Saved entries:
※ ※ ※
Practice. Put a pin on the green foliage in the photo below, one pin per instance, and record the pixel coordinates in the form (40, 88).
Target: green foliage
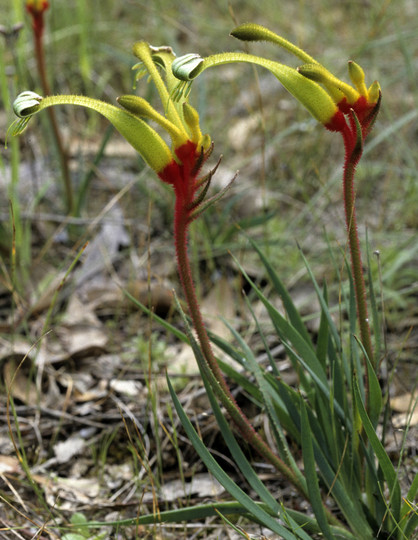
(344, 459)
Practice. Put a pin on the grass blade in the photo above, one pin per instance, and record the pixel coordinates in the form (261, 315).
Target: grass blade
(311, 474)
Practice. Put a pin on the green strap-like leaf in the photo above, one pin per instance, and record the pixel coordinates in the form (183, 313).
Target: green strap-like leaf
(311, 474)
(382, 457)
(223, 478)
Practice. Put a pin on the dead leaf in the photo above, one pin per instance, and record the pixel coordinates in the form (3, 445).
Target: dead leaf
(9, 465)
(23, 388)
(201, 485)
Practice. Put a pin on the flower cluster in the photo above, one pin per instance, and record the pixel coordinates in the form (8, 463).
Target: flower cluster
(330, 100)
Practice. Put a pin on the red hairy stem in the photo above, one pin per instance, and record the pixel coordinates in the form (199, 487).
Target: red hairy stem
(183, 178)
(38, 30)
(353, 153)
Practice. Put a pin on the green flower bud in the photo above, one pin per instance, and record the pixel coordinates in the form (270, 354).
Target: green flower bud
(26, 104)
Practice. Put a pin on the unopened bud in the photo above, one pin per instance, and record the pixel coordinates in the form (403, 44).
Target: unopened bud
(26, 104)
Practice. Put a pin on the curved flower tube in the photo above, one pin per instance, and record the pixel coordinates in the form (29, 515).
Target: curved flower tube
(339, 106)
(179, 166)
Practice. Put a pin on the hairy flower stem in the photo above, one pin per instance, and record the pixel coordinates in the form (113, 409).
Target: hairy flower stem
(40, 61)
(222, 390)
(351, 159)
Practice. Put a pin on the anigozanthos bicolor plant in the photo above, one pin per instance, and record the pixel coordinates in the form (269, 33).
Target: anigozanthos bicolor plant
(178, 165)
(349, 109)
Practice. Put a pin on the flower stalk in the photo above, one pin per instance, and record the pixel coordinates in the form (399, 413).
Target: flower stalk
(36, 9)
(347, 109)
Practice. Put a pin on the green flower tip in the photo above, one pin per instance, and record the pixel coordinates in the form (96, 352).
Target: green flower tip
(26, 104)
(187, 67)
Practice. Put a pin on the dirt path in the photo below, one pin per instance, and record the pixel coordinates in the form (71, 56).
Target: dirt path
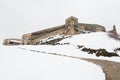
(111, 69)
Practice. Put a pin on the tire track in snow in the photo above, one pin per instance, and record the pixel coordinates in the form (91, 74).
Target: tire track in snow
(110, 68)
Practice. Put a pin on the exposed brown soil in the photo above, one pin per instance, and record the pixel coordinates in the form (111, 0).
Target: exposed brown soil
(110, 68)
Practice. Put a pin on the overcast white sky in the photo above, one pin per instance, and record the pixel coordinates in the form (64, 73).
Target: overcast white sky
(22, 16)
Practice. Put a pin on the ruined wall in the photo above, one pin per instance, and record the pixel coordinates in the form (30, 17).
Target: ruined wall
(71, 27)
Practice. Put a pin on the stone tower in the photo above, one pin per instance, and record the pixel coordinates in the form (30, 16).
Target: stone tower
(71, 26)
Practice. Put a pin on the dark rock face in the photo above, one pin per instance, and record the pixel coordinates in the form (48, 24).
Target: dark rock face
(71, 27)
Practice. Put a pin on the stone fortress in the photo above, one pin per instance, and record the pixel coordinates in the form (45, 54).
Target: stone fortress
(71, 27)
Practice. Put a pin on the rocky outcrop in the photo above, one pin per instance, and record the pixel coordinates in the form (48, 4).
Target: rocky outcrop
(71, 27)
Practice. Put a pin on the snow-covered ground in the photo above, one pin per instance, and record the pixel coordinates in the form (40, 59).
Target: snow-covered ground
(19, 64)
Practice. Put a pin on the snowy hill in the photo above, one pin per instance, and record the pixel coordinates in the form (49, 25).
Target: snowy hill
(18, 64)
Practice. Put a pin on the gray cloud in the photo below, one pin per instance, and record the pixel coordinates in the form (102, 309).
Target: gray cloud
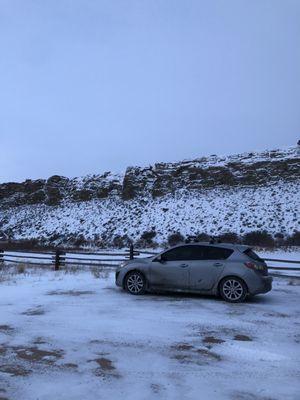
(89, 86)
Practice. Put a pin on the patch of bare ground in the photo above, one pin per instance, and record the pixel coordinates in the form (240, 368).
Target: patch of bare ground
(186, 353)
(6, 329)
(34, 354)
(210, 336)
(70, 292)
(242, 338)
(249, 396)
(70, 366)
(14, 370)
(212, 340)
(34, 311)
(105, 368)
(39, 340)
(182, 346)
(276, 314)
(156, 388)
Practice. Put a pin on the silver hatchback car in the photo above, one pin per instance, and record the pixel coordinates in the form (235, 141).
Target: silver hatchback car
(231, 271)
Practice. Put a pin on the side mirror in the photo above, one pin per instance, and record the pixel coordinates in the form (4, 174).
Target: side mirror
(159, 259)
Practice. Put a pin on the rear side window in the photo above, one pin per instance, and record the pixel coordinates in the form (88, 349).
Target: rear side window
(216, 253)
(250, 253)
(178, 254)
(197, 253)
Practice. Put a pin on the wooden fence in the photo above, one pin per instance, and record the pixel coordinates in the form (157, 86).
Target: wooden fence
(60, 258)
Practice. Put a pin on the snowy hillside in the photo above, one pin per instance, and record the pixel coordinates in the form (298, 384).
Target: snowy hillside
(242, 193)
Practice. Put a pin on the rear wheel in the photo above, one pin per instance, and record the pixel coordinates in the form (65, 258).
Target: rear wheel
(135, 283)
(233, 290)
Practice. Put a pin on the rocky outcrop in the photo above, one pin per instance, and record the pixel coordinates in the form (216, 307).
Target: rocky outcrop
(161, 179)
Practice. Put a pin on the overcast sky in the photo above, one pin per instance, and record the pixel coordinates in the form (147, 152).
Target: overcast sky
(90, 86)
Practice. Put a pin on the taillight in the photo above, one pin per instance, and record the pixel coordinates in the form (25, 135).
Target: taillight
(255, 267)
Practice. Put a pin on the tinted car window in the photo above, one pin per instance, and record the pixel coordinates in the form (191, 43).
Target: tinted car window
(216, 253)
(196, 253)
(178, 254)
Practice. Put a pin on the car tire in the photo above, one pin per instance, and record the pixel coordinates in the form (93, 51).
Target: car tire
(135, 283)
(233, 289)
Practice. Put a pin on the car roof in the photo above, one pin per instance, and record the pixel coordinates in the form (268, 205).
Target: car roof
(232, 246)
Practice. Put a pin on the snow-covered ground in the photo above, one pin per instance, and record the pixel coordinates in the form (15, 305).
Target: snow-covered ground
(214, 211)
(289, 254)
(77, 336)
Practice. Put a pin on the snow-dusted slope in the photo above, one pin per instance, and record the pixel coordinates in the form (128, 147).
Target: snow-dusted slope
(242, 193)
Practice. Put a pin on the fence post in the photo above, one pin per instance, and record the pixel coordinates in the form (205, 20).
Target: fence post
(59, 259)
(131, 251)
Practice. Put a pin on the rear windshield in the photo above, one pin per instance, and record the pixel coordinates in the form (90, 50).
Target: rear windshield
(250, 253)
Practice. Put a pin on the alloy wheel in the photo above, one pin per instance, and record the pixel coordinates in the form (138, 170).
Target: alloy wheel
(233, 289)
(135, 283)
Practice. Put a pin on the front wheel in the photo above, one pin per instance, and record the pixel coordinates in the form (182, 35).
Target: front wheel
(233, 290)
(135, 283)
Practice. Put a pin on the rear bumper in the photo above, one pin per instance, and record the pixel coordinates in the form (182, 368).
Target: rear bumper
(118, 280)
(265, 285)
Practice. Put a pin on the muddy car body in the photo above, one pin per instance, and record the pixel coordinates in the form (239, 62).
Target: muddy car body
(232, 271)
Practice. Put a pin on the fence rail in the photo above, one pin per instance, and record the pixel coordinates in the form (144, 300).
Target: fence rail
(59, 258)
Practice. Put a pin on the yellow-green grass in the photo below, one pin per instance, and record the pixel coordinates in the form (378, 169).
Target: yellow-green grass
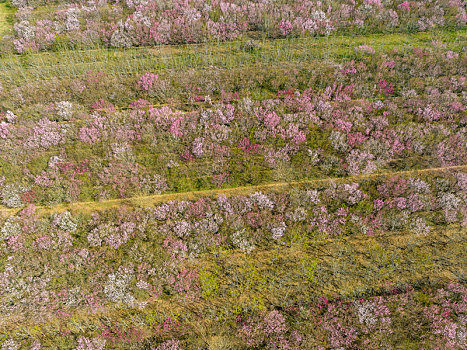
(65, 63)
(147, 201)
(5, 17)
(345, 268)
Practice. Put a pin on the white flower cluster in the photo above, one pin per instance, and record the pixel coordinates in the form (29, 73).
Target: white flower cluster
(11, 195)
(240, 241)
(262, 200)
(65, 222)
(64, 110)
(116, 288)
(10, 228)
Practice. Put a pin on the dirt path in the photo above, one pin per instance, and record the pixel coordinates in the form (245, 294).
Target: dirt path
(145, 201)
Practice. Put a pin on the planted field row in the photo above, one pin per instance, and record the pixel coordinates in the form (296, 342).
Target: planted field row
(131, 23)
(117, 276)
(387, 112)
(19, 69)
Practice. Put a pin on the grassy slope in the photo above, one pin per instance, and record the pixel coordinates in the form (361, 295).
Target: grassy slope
(402, 257)
(145, 201)
(64, 64)
(5, 12)
(438, 267)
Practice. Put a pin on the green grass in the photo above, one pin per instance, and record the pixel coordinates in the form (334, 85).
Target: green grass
(5, 17)
(65, 64)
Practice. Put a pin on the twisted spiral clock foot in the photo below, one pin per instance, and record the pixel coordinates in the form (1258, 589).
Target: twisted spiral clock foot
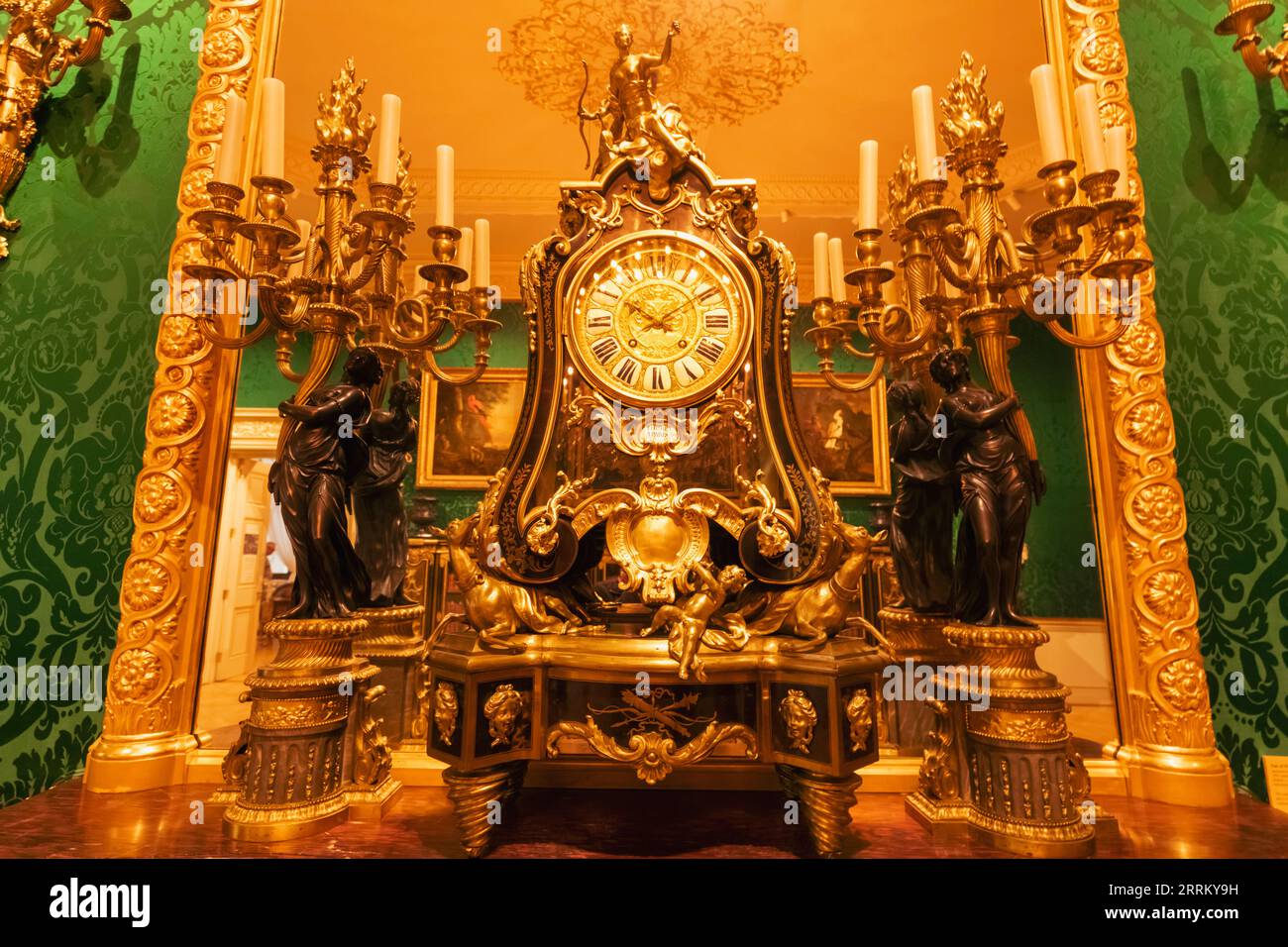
(478, 801)
(824, 802)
※ ※ ※
Task requirements: Which lines of the data contain the string "below"? Copy each one.

Written solution:
Practice. Put a pin on the green foliage in the photo below, one pin per instance, and record the pixel coordinates in the form (40, 88).
Practice. Put a pin on the dirt path in the photo below, one pin per instance, and record the pixel coordinates in the form (71, 56).
Practice. Put a pin on the gray cloud in the photo below, one pin per instance, and record the pixel coordinates in the form (102, 309).
Practice. Put a pin on the yellow-green grass in the photo below, one pin per instance, and record the pixel coordinates in the form (378, 169).
Practice. Put a pin on the twisted spiral clock foot in the photo below, one pin per instance, and record the pixel coordinates in the form (1258, 589).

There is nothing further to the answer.